>> begin Extracted text

[fix] support data:image URLs in prerendering #2713

gg187on · 2021-10-31T15:16:48Z

fixes: #2645

Before submitting the PR, please make sure you do the following

It's really useful if your PR references an issue where it is discussed ahead of time. In many cases, features are absent for a reason. For large changes, please create an RFC: https://github.com/sveltejs/rfcs
This message body should clearly illustrate what problems it solves.
Ideally, include a test that fails without this PR but passes with it.

Tests

Run the tests with pnpm test and lint the project with pnpm lint and pnpm check

Changesets

If your PR makes a change that should be noted in one or more packages' changelogs, generate a changeset by running pnpx changeset and following the prompts. All changesets should be patch until SvelteKit 1.0

changeset-bot · 2021-10-31T15:16:51Z

⚠️ No Changeset found

Latest commit: 0d5bfd9

Merging this PR will not cause a version bump for any packages. If these changes should not result in a new version, you're good to go. If these changes should result in a version bump, you need to add a changeset.

This PR includes no changesets

When changesets are added to this PR, you'll see the packages that this PR includes changesets for and the associated semver types

Click here to learn what changesets are, and how to add one.

Click here if you're a maintainer who wants to add a changeset to this PR

bluwy · 2021-11-01T02:47:44Z

Would be nice to add a test case for this as well

benmccann · 2021-11-03T13:33:39Z

Discussion on Discord about whether we might need to do HTML parsing to make this work: https://discord.com/channels/457912077277855764/781266015601295360/904411015083606106

gg187on · 2021-11-06T13:08:35Z

there is long discusion https://discord.com/channels/457912077277855764/781266015601295360/906016984267886682 about using combination of more regexes with JS logic... and spliting it to more steps.

I liked idea of using something like Syberag suggested

function extractData(source) {
    let getTag = /<(a|link|img|source)\b/g
    let getAttributes = /(?<name>\w+)\s*(?:=(?:"([^"]*)"|'([^']*)|([^>]+)\b))?/g
    let tags = source.matchAll(getTag)

    return Array.from(tags).map(tag => {
        let start = tag.index
        let subSource = source.substr(start + tag[0].length) // Issue is probably here, because I take the document until the end instead of just the tag
        let attributes = Array.from(subSource.matchAll(getAttributes))
        return {
            tag: tag[1],
            attributes: attributes.map(attr => ({name: attr.groups.name, value: attr[2]||attr[3]||attr[4]}))}
    })

>> end Extracted text

_To do_:
(1) Which commands does the pull request thread tell contributors to run?
(2) Can you carry the pull request thread on from the last line shown?

>> begin Material shown

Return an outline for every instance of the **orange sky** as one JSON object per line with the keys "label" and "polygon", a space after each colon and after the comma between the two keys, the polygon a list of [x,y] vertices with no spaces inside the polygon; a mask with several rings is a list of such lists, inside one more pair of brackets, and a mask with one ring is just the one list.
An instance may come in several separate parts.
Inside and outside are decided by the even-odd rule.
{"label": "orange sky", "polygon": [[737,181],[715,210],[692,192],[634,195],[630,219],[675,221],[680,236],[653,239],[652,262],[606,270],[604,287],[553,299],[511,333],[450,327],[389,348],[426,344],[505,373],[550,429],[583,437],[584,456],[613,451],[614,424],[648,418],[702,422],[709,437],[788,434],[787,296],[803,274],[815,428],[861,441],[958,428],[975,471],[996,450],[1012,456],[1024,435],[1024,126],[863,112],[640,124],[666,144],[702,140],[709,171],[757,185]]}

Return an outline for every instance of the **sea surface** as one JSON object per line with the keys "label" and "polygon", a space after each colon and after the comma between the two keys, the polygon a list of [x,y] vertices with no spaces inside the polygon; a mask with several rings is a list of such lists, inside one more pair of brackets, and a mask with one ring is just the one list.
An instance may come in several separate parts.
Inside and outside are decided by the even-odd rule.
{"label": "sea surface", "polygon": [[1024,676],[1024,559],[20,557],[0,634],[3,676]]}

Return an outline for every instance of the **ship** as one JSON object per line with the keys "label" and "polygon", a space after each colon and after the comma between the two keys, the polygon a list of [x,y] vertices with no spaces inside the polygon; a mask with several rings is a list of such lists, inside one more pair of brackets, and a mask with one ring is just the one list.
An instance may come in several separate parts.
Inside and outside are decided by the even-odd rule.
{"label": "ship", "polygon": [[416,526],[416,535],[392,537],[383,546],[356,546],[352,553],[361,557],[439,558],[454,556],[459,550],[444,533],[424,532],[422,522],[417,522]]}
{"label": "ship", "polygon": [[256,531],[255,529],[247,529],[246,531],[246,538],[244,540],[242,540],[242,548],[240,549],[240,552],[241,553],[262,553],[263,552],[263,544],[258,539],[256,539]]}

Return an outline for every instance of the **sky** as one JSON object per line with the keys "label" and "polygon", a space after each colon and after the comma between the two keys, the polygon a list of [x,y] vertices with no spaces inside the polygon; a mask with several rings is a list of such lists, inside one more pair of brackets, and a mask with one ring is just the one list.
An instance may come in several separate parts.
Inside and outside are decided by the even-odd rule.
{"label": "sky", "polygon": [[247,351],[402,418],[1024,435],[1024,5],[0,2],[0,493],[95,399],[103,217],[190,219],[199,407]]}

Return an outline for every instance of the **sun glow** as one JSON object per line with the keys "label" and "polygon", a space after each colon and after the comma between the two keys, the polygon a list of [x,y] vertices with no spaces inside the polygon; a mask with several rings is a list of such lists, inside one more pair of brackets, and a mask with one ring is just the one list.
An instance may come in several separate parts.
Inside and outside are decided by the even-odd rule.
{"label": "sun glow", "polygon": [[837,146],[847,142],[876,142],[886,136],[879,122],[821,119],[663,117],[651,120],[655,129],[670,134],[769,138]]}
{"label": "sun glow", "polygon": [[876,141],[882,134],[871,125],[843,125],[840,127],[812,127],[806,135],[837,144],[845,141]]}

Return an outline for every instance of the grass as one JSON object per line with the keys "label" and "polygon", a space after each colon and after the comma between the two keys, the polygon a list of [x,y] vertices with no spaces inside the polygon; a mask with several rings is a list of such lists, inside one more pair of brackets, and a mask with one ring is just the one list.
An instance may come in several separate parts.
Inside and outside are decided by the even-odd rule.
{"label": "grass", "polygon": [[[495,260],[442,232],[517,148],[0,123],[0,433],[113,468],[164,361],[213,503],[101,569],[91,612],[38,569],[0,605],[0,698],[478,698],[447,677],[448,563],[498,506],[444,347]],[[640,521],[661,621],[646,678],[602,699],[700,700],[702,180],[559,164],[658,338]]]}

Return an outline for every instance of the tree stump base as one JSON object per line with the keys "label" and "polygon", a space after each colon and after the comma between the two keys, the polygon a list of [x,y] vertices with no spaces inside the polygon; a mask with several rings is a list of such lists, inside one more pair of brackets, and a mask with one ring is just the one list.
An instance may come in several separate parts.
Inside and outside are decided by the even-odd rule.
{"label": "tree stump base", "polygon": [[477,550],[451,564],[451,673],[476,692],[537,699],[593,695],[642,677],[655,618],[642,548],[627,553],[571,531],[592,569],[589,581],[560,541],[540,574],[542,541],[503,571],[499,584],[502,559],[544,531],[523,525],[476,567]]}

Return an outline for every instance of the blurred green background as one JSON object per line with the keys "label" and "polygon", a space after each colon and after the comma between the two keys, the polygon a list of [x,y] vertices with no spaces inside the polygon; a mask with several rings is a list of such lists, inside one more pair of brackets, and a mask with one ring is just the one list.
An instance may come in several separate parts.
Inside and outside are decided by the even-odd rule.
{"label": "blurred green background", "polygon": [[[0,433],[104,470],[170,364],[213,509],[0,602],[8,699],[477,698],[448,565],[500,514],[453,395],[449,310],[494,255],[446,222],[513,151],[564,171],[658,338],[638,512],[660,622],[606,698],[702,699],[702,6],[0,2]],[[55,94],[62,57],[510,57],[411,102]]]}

>> end Material shown

_Answer set_:
(1) pnpm test, pnpm lint, pnpm check, pnpx changeset

(2)
}

even tho, this doesn't work correctly, but with this approach I think, we can make performance fast, dependency less and less buggy solution.

On the other hand, JSdom is something, other devs know more likely, and would be able to contribute in future with less effort to understand code.

E: I also got one really dumb idea of after matching tag, extract it, serialize, and then character after character read it, where we would put some boolean to variable, if attribute value is closed, and if not, ignore > character. Then extract part in href/src/srcset attributes and call await visit() on that URL when needed. (aka, when it's URL, not data:uri) ... But not sure about performance, I think it would be too slow.

E: seems parse5 solution will be good for solving this issue.

Rich-Harris · 2021-11-11T23:24:18Z

My understanding from the Discord thread is that the issue here is attributes containing the > character. It feels like the proper solution here is for attribute values to be properly escaped by Svelte, so that we are able to use regexes safely — parsing the HTML would be a hugely expensive change. Does that feel like a good approach?

gg187on · 2021-11-19T10:52:28Z

My understanding from the Discord thread is that the issue here is attributes containing the > character. It feels like the proper solution here is for attribute values to be properly escaped by Svelte, so that we are able to use regexes safely — parsing the HTML would be a hugely expensive change. Does that feel like a good approach?

In input, we get string, that contains HTML code... but in this string how we can detect which > character to escape, and which not? Resp. do we escape all of them? If so, how will that regex match, what is tag, what attribute, and where tag ends?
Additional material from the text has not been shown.